From the first line to the last, output the entries exactly.
Top of EXTRACTED DATA
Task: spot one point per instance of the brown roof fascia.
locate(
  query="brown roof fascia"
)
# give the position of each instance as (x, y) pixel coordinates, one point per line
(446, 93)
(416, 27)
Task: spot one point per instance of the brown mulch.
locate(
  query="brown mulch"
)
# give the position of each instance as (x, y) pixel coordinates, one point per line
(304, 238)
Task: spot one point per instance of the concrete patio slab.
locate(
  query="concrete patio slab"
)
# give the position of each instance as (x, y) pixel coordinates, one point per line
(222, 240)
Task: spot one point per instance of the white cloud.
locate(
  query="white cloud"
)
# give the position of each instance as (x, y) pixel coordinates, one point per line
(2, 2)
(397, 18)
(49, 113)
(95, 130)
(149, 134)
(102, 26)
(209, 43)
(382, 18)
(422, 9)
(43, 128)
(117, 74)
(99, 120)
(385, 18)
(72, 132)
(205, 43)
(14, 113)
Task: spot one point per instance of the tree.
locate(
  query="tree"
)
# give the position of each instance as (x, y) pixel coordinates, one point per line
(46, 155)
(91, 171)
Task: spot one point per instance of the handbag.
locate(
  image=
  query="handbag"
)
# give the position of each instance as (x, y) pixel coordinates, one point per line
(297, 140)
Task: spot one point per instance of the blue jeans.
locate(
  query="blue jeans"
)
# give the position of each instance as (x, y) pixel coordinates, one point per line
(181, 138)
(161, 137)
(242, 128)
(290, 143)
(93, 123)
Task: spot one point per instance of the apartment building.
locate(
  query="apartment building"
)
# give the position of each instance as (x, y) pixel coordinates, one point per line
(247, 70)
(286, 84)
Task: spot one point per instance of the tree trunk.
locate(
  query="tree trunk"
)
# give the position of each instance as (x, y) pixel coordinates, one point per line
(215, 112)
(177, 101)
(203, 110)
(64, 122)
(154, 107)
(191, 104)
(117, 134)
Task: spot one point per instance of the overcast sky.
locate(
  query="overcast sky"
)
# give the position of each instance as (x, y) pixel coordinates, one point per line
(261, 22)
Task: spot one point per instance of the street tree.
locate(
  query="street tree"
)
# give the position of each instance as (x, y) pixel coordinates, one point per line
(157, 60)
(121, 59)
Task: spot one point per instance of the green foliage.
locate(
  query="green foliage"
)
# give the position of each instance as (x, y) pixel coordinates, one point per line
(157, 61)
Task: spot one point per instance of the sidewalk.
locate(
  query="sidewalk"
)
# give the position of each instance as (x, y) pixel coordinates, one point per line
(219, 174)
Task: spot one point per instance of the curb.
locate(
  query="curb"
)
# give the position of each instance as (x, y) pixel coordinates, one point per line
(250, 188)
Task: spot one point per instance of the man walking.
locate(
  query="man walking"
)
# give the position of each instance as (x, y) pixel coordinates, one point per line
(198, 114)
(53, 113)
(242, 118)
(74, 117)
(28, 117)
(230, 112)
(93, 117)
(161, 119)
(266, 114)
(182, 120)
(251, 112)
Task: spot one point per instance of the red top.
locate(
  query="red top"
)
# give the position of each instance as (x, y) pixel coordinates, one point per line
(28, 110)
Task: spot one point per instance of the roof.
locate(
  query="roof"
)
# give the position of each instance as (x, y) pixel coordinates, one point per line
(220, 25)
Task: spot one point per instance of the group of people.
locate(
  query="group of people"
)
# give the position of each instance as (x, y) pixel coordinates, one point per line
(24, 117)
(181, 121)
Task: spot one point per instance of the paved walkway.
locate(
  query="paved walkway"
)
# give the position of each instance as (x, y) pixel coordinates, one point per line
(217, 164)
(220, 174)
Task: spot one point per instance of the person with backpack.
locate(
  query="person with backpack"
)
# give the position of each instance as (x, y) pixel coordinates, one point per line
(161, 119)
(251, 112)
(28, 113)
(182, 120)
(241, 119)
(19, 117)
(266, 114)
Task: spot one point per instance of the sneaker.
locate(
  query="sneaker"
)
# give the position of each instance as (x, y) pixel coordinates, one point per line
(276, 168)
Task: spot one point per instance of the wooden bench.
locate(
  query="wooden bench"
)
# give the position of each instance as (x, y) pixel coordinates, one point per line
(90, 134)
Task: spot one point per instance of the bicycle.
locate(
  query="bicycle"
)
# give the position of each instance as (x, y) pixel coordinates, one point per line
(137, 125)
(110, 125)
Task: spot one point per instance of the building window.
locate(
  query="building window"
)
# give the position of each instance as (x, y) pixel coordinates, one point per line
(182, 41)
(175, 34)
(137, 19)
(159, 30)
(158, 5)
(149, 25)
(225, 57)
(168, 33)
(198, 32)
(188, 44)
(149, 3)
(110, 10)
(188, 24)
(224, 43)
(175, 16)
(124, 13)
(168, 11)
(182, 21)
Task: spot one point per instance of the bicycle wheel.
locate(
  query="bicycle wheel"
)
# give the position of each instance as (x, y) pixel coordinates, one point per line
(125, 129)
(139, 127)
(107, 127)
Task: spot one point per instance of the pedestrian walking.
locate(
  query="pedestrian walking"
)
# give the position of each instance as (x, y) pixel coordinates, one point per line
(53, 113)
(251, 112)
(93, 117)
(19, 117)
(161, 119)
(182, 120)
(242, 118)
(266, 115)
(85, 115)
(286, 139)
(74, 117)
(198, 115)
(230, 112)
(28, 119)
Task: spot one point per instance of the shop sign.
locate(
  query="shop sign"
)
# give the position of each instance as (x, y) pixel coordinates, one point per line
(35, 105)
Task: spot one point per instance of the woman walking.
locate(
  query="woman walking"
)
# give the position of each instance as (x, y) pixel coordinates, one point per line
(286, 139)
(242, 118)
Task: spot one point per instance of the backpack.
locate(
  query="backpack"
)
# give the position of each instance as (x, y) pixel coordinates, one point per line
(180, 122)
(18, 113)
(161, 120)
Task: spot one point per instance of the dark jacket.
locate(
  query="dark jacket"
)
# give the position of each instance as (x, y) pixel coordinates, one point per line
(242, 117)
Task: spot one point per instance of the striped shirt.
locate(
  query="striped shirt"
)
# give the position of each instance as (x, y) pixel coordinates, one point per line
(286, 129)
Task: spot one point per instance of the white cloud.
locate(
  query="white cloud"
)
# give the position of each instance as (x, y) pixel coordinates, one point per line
Bottom of EXTRACTED DATA
[ANSWER TO THIS EXERCISE]:
Task: spot one point per instance of the brown roof fascia.
locate(
  query="brown roof fascia"
)
# give the position of each instance as (x, y) pixel coordinates, one point per line
(446, 93)
(416, 27)
Task: spot one point per instance of the brown mulch.
locate(
  query="brown mulch"
)
# give the position of each instance as (x, y) pixel coordinates, one point per line
(304, 238)
Task: spot one point per instance of the concrete patio slab.
locate(
  query="concrete patio slab"
)
# give the position of each instance as (x, y) pixel coordinates, one point per line
(222, 240)
Task: spot one point per instance of the white cloud.
locate(
  query="white cloud"
)
# give the position of each instance as (x, y) pixel coordinates, one point per line
(2, 2)
(397, 18)
(49, 113)
(95, 130)
(149, 134)
(102, 26)
(209, 43)
(382, 18)
(422, 9)
(43, 128)
(117, 74)
(99, 120)
(385, 18)
(72, 132)
(205, 43)
(14, 113)
Task: spot one point per instance of the tree.
locate(
  query="tree"
)
# give the position of each instance as (x, y) pixel coordinates, one point per line
(46, 155)
(91, 171)
Task: spot one point per instance of the handbag.
locate(
  image=
  query="handbag"
)
# give the position of each instance as (x, y) pixel coordinates, one point per line
(297, 140)
Task: spot one point per instance of the blue jeans.
locate(
  query="blue jeans"
)
# give the position of each instance as (x, y) pixel coordinates, one point per line
(181, 138)
(161, 137)
(242, 128)
(290, 143)
(93, 123)
Task: spot one point per instance of the apartment building.
locate(
  query="apartment building"
)
# give the position of each instance as (x, y) pixel coordinates, one point per line
(247, 70)
(286, 84)
Task: spot one point per instance of the tree trunk.
locate(
  query="tree trunk"
)
# give the position of each instance as (x, y) pixel coordinates, one point per line
(215, 112)
(177, 101)
(203, 110)
(64, 122)
(154, 107)
(191, 104)
(117, 134)
Task: spot one point per instance of the overcast sky.
locate(
  query="overcast sky"
)
# give the position of each instance as (x, y) pixel coordinates, one point per line
(261, 22)
Task: spot one point per instance of the street tree.
locate(
  query="street tree"
)
# give the position of each instance as (x, y) pixel coordinates, one point per line
(157, 60)
(121, 59)
Task: spot one point per instance of the green foliage.
locate(
  query="green foliage"
)
# give the position of each instance as (x, y) pixel coordinates, one point per line
(157, 61)
Task: spot one point per instance of the sidewalk.
locate(
  query="sidewalk"
)
# give the position of each instance as (x, y) pixel coordinates, one point per line
(219, 174)
Task: spot one point per instance of the curb.
locate(
  query="curb"
)
# give the position of each instance as (x, y) pixel coordinates, one point per line
(250, 188)
Task: spot one point per instance of the man walking.
locate(
  query="man walking"
)
# give the position of each instance as (x, y) pixel coordinates, one point per line
(198, 114)
(53, 113)
(242, 118)
(74, 117)
(28, 117)
(230, 112)
(93, 117)
(161, 119)
(266, 114)
(182, 120)
(251, 112)
Task: spot one point per instance of the red top.
locate(
  query="red top"
)
# give the position of each instance as (x, y) pixel coordinates, one point per line
(28, 110)
Task: spot one point per instance of the roof.
locate(
  query="roof"
)
# give the position of each instance as (x, y) pixel coordinates, one point per line
(220, 25)
Task: spot one point per instance of the group of people.
locate(
  query="group of people"
)
# give the position of each instance as (x, y) pixel coordinates, one point per line
(24, 117)
(181, 121)
Task: spot one point per instance of the paved walkway.
locate(
  query="paved walkway"
)
# give the position of each instance as (x, y) pixel coordinates, one point per line
(217, 164)
(220, 174)
Task: spot one point per instance of the person with backpack.
locate(
  query="person with backpack"
)
# give the position of each instance as (x, y) pixel coordinates, one point per line
(161, 119)
(251, 112)
(28, 113)
(182, 120)
(241, 119)
(19, 117)
(266, 114)
Task: spot one point per instance of the sneaker.
locate(
  query="sneaker"
)
# give the position of each instance as (x, y) pixel coordinates, one point per line
(276, 168)
Task: spot one point per instance of the wooden bench.
locate(
  query="wooden bench"
)
# give the position of each instance as (x, y) pixel coordinates, one point per line
(90, 134)
Task: spot one point per instance of the bicycle.
locate(
  query="bicycle"
)
# give the position of each instance as (x, y) pixel coordinates, one point per line
(137, 125)
(110, 125)
Task: spot one point per instance of the building window.
locate(
  query="building window"
)
# give the position of each instance as (x, y) pixel coordinates, one point per line
(182, 41)
(175, 34)
(137, 19)
(159, 30)
(158, 5)
(149, 25)
(225, 57)
(168, 33)
(198, 32)
(188, 44)
(149, 3)
(110, 10)
(188, 24)
(224, 43)
(175, 16)
(124, 13)
(168, 11)
(182, 21)
Task: spot one point per instance of the bicycle wheel.
locate(
  query="bicycle wheel"
)
# give the position of each instance as (x, y) pixel coordinates, one point per line
(125, 129)
(139, 127)
(107, 127)
Task: spot one point per instance of the pedestrian walking.
locate(
  query="pedestrian walking"
)
# give the position of each instance as (x, y) pixel coordinates, one point per line
(53, 113)
(251, 112)
(93, 117)
(19, 117)
(161, 119)
(182, 120)
(242, 118)
(266, 115)
(85, 115)
(286, 139)
(74, 117)
(198, 115)
(230, 112)
(28, 119)
Task: spot one point per instance of the shop sign.
locate(
  query="shop sign"
)
# give the position of each instance as (x, y) pixel coordinates, one point per line
(35, 105)
Task: spot one point per instance of the woman walking.
locate(
  query="woman walking"
)
# give the position of each instance as (x, y) pixel coordinates, one point per line
(286, 139)
(242, 118)
Task: spot one point per instance of the backpack.
locate(
  query="backpack"
)
# give the position of each instance as (x, y) pixel coordinates, one point per line
(180, 122)
(18, 113)
(161, 120)
Task: spot one point per instance of the dark jacket.
locate(
  query="dark jacket"
)
# give the position of each instance as (x, y) pixel coordinates, one point per line
(242, 117)
Task: spot one point per instance of the striped shirt.
locate(
  query="striped shirt"
)
# give the position of each instance as (x, y) pixel coordinates, one point per line
(286, 129)
Task: spot one point per instance of the white cloud.
locate(
  query="white cloud"
)
# give the position of each instance as (x, y) pixel coordinates, one point per line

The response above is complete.